Your task: Give all of the lines again, with nothing added or dropped.

----

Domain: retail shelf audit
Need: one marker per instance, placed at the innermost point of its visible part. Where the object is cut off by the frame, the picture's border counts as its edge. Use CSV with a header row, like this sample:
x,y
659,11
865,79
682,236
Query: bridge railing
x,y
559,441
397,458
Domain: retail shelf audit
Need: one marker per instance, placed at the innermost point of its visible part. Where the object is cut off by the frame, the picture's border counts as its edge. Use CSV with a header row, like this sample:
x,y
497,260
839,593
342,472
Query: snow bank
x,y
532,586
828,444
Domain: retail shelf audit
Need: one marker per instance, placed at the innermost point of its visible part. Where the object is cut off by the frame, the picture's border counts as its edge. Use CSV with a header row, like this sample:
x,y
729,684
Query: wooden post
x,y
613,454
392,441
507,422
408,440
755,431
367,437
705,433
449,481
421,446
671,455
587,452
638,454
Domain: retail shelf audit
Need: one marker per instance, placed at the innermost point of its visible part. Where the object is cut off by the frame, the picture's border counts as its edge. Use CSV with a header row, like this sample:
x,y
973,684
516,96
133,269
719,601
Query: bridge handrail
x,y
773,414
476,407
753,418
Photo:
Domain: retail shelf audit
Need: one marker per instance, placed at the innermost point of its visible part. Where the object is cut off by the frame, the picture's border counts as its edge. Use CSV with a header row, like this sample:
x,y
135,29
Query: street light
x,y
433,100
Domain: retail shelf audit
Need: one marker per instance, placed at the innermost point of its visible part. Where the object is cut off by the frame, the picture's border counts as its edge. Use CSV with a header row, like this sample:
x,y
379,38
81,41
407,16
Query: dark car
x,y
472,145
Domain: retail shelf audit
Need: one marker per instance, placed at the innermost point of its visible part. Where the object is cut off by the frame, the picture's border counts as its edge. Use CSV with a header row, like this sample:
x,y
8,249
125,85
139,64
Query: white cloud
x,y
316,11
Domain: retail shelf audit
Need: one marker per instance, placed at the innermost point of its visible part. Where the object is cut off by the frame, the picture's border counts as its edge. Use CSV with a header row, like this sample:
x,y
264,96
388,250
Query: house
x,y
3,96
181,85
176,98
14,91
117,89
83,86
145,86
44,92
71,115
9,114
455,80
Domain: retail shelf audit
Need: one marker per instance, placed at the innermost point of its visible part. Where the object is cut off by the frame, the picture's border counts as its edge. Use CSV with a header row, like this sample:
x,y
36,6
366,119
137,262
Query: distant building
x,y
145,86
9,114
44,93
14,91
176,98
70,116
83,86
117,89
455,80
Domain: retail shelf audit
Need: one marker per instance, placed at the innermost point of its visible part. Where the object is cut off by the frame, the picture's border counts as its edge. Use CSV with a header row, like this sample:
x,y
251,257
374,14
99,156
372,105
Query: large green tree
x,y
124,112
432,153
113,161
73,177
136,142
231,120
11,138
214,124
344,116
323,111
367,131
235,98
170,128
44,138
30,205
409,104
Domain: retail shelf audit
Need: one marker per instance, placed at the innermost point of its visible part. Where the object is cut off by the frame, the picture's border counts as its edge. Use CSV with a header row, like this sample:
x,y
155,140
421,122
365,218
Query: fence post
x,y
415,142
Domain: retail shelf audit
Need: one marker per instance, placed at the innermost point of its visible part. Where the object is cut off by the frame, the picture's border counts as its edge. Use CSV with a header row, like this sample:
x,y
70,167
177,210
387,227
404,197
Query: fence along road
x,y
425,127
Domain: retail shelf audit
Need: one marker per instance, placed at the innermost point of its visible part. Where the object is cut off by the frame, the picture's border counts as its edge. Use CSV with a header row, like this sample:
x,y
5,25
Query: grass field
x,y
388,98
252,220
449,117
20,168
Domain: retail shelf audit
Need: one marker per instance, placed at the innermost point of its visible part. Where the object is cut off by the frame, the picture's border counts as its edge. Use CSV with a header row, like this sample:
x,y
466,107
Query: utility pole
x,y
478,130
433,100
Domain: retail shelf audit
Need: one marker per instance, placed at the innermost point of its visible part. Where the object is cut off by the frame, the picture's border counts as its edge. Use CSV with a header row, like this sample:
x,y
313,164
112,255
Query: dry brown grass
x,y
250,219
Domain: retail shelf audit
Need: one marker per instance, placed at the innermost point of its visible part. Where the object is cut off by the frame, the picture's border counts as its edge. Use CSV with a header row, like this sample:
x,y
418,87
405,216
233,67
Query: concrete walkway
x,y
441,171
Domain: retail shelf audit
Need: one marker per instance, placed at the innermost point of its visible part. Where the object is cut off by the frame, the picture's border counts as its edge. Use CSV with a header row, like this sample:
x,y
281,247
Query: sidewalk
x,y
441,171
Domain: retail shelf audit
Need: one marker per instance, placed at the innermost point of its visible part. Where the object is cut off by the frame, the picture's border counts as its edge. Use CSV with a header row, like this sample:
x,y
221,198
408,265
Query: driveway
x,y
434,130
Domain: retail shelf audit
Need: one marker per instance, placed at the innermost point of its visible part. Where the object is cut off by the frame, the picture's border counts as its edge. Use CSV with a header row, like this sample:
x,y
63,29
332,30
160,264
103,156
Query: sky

----

Solution for this problem:
Domain: retail shelf audit
Need: one marker per instance, placed at the innermost point of its visible part. Where the object is cut off by the frame, the picture's border counts as its edge. Use CSV with a header row, like this sample:
x,y
659,11
865,79
682,236
Query: bridge railing
x,y
559,441
397,458
Domain: retail shelf audit
Need: one marker per instance, placed at the innermost point of its visible part. Where the object is cut off by the frame, the picture's border counts as its edge. Use CSV with a header row, like this sample:
x,y
497,260
839,593
342,472
Query: snow bank
x,y
532,586
828,444
Domain: retail shelf audit
Need: one marker per instance, placed at the innermost point of its visible part. Where the object is cut off by the frame, the picture's border counts as its edge. Use CSV with a header row, like this sample:
x,y
729,684
Query: wooden post
x,y
613,454
392,441
507,422
408,440
755,431
367,437
705,433
449,481
421,446
671,455
587,452
638,454
Domain: retail shelf audit
Need: one marker per instance, placed at the innermost point of its visible part. Where the object is cut off by the frame, the picture's border counts as its edge. Use CSV with a header row, like this sample:
x,y
973,684
516,96
133,269
719,601
Query: bridge handrail
x,y
773,414
476,407
753,418
Photo:
Domain: retail shelf audit
Need: one marker per instance, placed at the innermost point of its visible part. Where the object is cut off by the frame, the picture's border counts as its edge. Use CSV with a header row, like this sample:
x,y
135,29
Query: street light
x,y
433,100
Domain: retail shelf audit
Need: one marker per instance, placed at the innermost point of its visible part. Where the object is cut off by the frame, the picture's border counts as its edge. Use CSV with a header row, like this sample:
x,y
379,38
81,41
407,16
Query: dark car
x,y
472,145
Domain: retail shelf audit
Need: one marker per instance, placed at the innermost point of its visible part. Where the object is cut off by the frame, the picture's border counts as its edge. Use CSV with a header row, like this sample:
x,y
8,249
125,85
139,64
Query: white cloud
x,y
316,11
Domain: retail shelf audit
Need: one marker per instance, placed at the innermost point of its visible part. Where the object is cut off by the frame, the picture's border counts as its edge. Use CSV with a header row, like this sample:
x,y
264,96
388,250
Query: house
x,y
3,96
181,85
176,98
14,91
117,89
83,86
145,86
44,92
71,115
9,114
455,80
Domain: retail shelf audit
Need: one marker per instance, placed at the innermost point of its visible part. Where the object is cut off by the frame, the picture's border counts as its edge. Use CSV with a header row, like this sample:
x,y
36,6
366,119
137,262
Query: distant building
x,y
145,86
9,114
44,93
14,91
176,98
70,116
83,86
117,89
455,80
Domain: retail shelf audit
Need: one marker per instance, placed at the innermost point of its visible part. Where the object is cut off by the frame, the picture's border counts as its edge. Use CSV with a header row, like this sample:
x,y
251,257
374,14
99,156
372,105
Query: large green tree
x,y
124,112
432,153
113,161
73,177
136,142
231,120
11,138
214,124
344,116
323,111
367,131
235,98
170,128
44,138
30,205
409,104
Domain: retail shelf audit
Need: one marker per instance, placed at the innermost point of its visible part. Where the object is cut off by the frame, the picture's border counts as its edge. Use CSV with a header row, like this sample:
x,y
155,140
421,122
365,218
Query: fence post
x,y
415,142
Domain: retail shelf audit
Need: one marker per instance, placed at the innermost point of its visible part. Where the object is cut off by the frame, the picture's border counts as its edge. Use CSV with a header row, like this sample:
x,y
70,167
177,210
387,227
404,197
Query: fence along road
x,y
425,127
Domain: retail shelf audit
Need: one marker per instance, placed at the innermost point of its visible part. Where the object is cut off by the frame, the picture's border counts as its edge. Use CSV with a header row, like this sample:
x,y
5,25
Query: grass field
x,y
388,98
252,220
449,117
20,168
Domain: retail shelf audit
Need: one marker per instance, placed at the innermost point of its visible part. Where the object is cut off by the frame, the picture's border counts as its edge. Use CSV with a header row, like this sample:
x,y
466,107
Query: utility pole
x,y
478,130
433,100
Domain: retail shelf audit
Need: one marker per instance, placed at the innermost point of its visible part. Where the object is cut off by the frame, the picture's border counts as its edge. Use CSV with a header row, like this sample:
x,y
313,164
112,255
Query: dry brown grass
x,y
250,219
Domain: retail shelf audit
Need: one marker per instance, placed at the innermost point of its visible part. Where the object is cut off by the frame, the picture's border counts as its edge. Use CSV with a header row, like this sample:
x,y
418,87
405,216
233,67
Query: concrete walkway
x,y
441,171
Domain: retail shelf audit
Need: one marker per instance, placed at the innermost point of its visible part. Where the object is cut off by the frame, the picture's border counts as its edge. Use CSV with a header row, like this sample:
x,y
281,247
Query: sidewalk
x,y
441,171
Domain: retail shelf audit
Need: one marker per instance, placed at the innermost point of its visible part. Where the object is cut off by the frame, the picture's border counts as its edge. Use CSV with a header row, like this sample:
x,y
221,198
408,265
Query: driveway
x,y
434,130
Domain: retail shelf audit
Need: one marker per instance, placed at the innermost point of its visible part. Where the object is cut off by the frame, the picture's border counts as its edge. Use CSV with a header row, like this sample:
x,y
63,29
332,30
160,264
103,156
Query: sky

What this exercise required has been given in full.